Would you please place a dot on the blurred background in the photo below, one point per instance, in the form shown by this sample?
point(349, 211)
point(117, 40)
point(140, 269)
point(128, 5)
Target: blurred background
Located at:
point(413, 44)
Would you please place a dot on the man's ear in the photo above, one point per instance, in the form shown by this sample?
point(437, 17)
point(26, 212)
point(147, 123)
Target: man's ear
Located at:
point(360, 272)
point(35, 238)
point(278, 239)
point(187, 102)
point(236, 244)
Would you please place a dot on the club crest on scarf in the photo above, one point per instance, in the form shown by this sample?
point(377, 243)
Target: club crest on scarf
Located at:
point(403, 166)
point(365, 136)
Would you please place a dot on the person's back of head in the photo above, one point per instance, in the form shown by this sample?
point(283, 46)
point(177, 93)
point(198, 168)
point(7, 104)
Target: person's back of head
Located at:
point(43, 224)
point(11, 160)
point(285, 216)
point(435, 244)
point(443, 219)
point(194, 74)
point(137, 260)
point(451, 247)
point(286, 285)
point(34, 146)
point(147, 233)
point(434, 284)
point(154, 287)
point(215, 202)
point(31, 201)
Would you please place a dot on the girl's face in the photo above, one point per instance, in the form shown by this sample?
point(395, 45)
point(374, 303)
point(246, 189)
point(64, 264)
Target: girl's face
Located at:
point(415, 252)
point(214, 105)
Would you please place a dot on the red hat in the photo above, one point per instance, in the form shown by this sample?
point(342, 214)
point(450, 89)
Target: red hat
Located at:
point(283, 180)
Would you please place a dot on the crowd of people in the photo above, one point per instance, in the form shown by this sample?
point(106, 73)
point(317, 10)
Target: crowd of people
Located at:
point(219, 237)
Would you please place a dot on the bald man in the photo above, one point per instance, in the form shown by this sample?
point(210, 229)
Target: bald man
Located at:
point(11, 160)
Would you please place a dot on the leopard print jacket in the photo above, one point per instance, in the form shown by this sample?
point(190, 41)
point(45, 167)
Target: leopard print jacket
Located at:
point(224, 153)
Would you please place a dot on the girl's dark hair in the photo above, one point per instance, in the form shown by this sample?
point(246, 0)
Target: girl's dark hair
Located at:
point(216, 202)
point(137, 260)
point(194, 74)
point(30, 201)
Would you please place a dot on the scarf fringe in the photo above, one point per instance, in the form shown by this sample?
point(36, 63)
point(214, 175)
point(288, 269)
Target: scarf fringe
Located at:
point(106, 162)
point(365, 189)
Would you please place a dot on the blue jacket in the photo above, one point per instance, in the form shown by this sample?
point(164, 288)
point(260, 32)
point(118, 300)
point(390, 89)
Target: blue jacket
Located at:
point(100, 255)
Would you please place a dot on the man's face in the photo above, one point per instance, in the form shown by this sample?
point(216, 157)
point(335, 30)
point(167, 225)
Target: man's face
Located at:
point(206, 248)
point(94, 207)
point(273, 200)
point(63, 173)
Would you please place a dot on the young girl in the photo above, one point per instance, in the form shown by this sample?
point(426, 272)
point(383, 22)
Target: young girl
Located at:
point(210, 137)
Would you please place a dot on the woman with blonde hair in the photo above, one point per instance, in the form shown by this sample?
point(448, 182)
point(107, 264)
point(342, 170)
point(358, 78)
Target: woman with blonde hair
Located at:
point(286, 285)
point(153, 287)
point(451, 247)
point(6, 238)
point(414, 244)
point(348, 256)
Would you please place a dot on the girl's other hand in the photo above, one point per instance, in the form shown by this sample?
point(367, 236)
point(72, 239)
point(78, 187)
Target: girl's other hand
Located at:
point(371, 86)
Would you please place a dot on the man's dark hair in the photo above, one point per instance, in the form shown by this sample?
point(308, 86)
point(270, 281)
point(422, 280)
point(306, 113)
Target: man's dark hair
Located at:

● Description of the task:
Lay out every line of the records above as a Markdown table with two columns, Row and Line, numbering each row and leaving out any blank lines.

● Completed task:
| Row | Line |
|---|---|
| 1 | Would you please place a dot on the blurred background in the photo below, one point per instance, in the form shown by this sample? |
| 2 | point(349, 211) |
| 3 | point(117, 40) |
| 4 | point(140, 269) |
| 5 | point(128, 5) |
| 6 | Target: blurred background |
| 7 | Located at: |
| 8 | point(413, 44) |
| 9 | Would you please place a dot on the man's ear in the photo above, one point per instance, in the form shown by this sample? |
| 10 | point(437, 17) |
| 11 | point(26, 212) |
| 12 | point(147, 123) |
| 13 | Target: man's ear |
| 14 | Located at: |
| 15 | point(360, 272) |
| 16 | point(35, 238) |
| 17 | point(278, 239) |
| 18 | point(187, 102) |
| 19 | point(236, 244) |
| 20 | Would you please place a dot on the club crest on scarf in the photo above, one point per instance, in the form shown by this sample? |
| 21 | point(377, 243) |
| 22 | Target: club crest on scarf |
| 23 | Located at: |
| 24 | point(403, 166) |
| 25 | point(365, 136) |
| 26 | Would you please place a dot on the person's back of head in the photo above, one point per instance, in the form shown by this sample? |
| 27 | point(283, 46) |
| 28 | point(177, 93) |
| 29 | point(198, 168) |
| 30 | point(7, 104) |
| 31 | Target: person's back of head |
| 32 | Located at: |
| 33 | point(43, 224) |
| 34 | point(11, 160) |
| 35 | point(285, 216) |
| 36 | point(435, 244) |
| 37 | point(443, 219) |
| 38 | point(194, 74) |
| 39 | point(137, 260) |
| 40 | point(451, 247) |
| 41 | point(286, 285) |
| 42 | point(34, 146) |
| 43 | point(147, 233) |
| 44 | point(434, 284) |
| 45 | point(154, 287) |
| 46 | point(215, 202) |
| 47 | point(31, 201) |
| 48 | Would you please place a dot on the girl's face in the photo above, one point per instance, in the form shown by this sample? |
| 49 | point(395, 45) |
| 50 | point(374, 303) |
| 51 | point(246, 189) |
| 52 | point(64, 264) |
| 53 | Target: girl's face |
| 54 | Located at: |
| 55 | point(415, 252) |
| 56 | point(214, 105) |
| 57 | Would you please place a dot on the red hat in the photo above, one point per instance, in the form shown by this sample? |
| 58 | point(342, 214) |
| 59 | point(450, 89) |
| 60 | Target: red hat |
| 61 | Located at: |
| 62 | point(283, 180) |
| 63 | Would you please place a dot on the crowd of people in the photo above, one point per instance, in the form shown by this sample? |
| 64 | point(106, 73) |
| 65 | point(317, 10) |
| 66 | Target: crowd of people |
| 67 | Located at: |
| 68 | point(219, 237) |
| 69 | Would you please place a dot on the bald man in the photo above, one point per instance, in the form shown by this sample? |
| 70 | point(210, 229) |
| 71 | Target: bald man |
| 72 | Located at: |
| 73 | point(11, 160) |
| 74 | Would you please place a dot on the leopard print jacket in the photo above, one point per instance, in the form shown by this sample? |
| 75 | point(190, 41) |
| 76 | point(45, 167) |
| 77 | Target: leopard print jacket |
| 78 | Located at: |
| 79 | point(224, 153) |
| 80 | Would you please place a dot on the girl's dark hair in the photo above, one point per instance, in the form shown by this sample? |
| 81 | point(246, 0) |
| 82 | Target: girl's dark hair |
| 83 | Located at: |
| 84 | point(216, 202) |
| 85 | point(137, 260) |
| 86 | point(194, 74) |
| 87 | point(30, 201) |
| 88 | Would you please place a dot on the scarf fringe in the photo above, one point per instance, in the form shown by this sample? |
| 89 | point(36, 63) |
| 90 | point(214, 175) |
| 91 | point(288, 269) |
| 92 | Target: scarf fringe |
| 93 | Located at: |
| 94 | point(106, 162) |
| 95 | point(365, 189) |
| 96 | Would you please place a dot on the blue jacket in the photo above, one point per instance, in the form shown by this sample? |
| 97 | point(164, 288) |
| 98 | point(260, 32) |
| 99 | point(118, 300) |
| 100 | point(390, 89) |
| 101 | Target: blue jacket |
| 102 | Located at: |
| 103 | point(100, 255) |
| 104 | Would you please place a dot on the man's face in the photo above, one point per instance, in the form shown by this sample? |
| 105 | point(216, 157) |
| 106 | point(335, 30) |
| 107 | point(167, 225) |
| 108 | Target: man's face |
| 109 | Located at: |
| 110 | point(206, 248) |
| 111 | point(94, 207) |
| 112 | point(273, 200) |
| 113 | point(63, 173) |
| 114 | Would you please place a dot on the young girl in the photo above, one point per instance, in the form shown by this sample? |
| 115 | point(426, 272) |
| 116 | point(383, 22) |
| 117 | Target: young girl |
| 118 | Located at: |
| 119 | point(210, 137) |
| 120 | Would you please place a dot on the woman with blonde hair in the photo above, one point per instance, in the form shown by this sample? |
| 121 | point(448, 182) |
| 122 | point(107, 264) |
| 123 | point(342, 170) |
| 124 | point(358, 78) |
| 125 | Target: woman with blonde hair |
| 126 | Located at: |
| 127 | point(286, 285) |
| 128 | point(153, 287) |
| 129 | point(451, 247) |
| 130 | point(6, 238) |
| 131 | point(414, 244) |
| 132 | point(348, 256) |
| 133 | Would you please place a dot on the girl's other hand in the photo above, one point per instance, in the form shown by this sample? |
| 134 | point(367, 236) |
| 135 | point(72, 239) |
| 136 | point(78, 187) |
| 137 | Target: girl's other hand |
| 138 | Located at: |
| 139 | point(371, 86) |
| 140 | Would you please place a dot on the man's dark hair in the photo above, one point per instance, in the form shown by this sample? |
| 141 | point(308, 86) |
| 142 | point(270, 281) |
| 143 | point(422, 280) |
| 144 | point(306, 113) |
| 145 | Target: man's dark hair |
| 146 | Located at: |